What is required: Search the entries for the word "snow" and return every line where it is found.

═══ Data

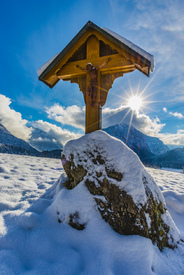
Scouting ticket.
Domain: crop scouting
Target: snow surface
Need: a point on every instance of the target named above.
(134, 47)
(32, 241)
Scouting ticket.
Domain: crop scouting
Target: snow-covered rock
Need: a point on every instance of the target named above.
(118, 187)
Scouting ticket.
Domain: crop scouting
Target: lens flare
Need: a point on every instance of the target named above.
(135, 103)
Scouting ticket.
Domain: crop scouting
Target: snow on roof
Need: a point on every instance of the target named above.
(134, 47)
(45, 65)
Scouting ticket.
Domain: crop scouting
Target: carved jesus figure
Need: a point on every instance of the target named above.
(93, 78)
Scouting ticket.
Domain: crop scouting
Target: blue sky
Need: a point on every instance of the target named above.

══════

Your solution:
Target: snow surface
Target: snow-covered rock
Target: snow on roof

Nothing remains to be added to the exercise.